Begin Records for the exercise

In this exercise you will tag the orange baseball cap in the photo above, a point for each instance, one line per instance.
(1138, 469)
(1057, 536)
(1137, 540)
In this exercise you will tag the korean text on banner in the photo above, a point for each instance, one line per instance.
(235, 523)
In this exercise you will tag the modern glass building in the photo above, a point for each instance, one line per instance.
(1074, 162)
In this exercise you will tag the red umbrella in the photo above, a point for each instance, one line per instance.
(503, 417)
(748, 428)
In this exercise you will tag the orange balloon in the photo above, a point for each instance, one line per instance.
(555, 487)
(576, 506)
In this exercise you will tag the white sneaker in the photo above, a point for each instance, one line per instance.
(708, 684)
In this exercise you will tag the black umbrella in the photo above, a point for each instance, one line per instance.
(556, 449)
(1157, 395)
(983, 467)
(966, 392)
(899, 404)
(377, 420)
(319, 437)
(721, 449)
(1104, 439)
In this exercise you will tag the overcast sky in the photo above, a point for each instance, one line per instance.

End Records for the exercise
Begin Records for the exercise

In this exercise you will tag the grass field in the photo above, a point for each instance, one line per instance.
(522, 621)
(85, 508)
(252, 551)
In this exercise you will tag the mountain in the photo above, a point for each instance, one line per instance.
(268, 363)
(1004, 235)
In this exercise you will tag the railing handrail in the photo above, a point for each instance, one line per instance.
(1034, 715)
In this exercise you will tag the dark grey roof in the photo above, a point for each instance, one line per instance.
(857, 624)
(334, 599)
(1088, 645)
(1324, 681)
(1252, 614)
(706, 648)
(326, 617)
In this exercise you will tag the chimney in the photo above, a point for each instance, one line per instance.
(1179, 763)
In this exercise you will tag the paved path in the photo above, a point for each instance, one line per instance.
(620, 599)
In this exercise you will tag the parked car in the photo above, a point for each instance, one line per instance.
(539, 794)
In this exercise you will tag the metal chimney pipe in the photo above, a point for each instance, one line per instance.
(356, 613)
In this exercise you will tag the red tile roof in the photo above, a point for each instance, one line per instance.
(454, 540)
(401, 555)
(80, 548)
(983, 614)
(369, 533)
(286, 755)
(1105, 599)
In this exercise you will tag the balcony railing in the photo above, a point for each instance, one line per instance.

End Records for the exercise
Begin Records for the exercise

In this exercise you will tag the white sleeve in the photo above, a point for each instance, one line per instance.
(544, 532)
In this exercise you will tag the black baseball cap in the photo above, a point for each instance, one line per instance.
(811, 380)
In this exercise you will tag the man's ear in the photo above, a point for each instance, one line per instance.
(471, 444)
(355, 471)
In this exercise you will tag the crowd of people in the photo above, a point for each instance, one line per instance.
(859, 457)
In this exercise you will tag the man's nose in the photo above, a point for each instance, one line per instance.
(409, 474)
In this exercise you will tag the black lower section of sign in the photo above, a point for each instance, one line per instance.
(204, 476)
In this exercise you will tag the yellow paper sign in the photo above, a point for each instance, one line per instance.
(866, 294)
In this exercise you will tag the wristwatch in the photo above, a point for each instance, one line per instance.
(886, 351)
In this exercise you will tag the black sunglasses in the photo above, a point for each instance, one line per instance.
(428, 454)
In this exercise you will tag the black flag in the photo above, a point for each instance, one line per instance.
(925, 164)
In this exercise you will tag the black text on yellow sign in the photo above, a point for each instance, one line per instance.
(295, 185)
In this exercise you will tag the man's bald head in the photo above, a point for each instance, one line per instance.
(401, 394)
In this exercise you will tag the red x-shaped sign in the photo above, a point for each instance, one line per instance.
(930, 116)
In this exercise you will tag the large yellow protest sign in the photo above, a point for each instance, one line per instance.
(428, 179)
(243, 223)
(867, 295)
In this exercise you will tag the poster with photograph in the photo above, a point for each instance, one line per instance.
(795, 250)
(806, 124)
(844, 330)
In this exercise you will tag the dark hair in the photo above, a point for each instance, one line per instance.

End Records for the exercise

Task to complete :: Extract and repeat verbatim the lines of the data above, from the line with "In this exercise you will tag the red tile" up to and including the line with "In this exercise you will tag the balcony".

Solved exercise ::
In this exercise you will tag the red tile roof in the photo above, a point for each instance, one line per instance.
(454, 540)
(401, 555)
(80, 548)
(983, 614)
(369, 533)
(286, 755)
(1105, 599)
In this exercise you will tag the balcony railing in the photo above, a point for each instance, one line per instance.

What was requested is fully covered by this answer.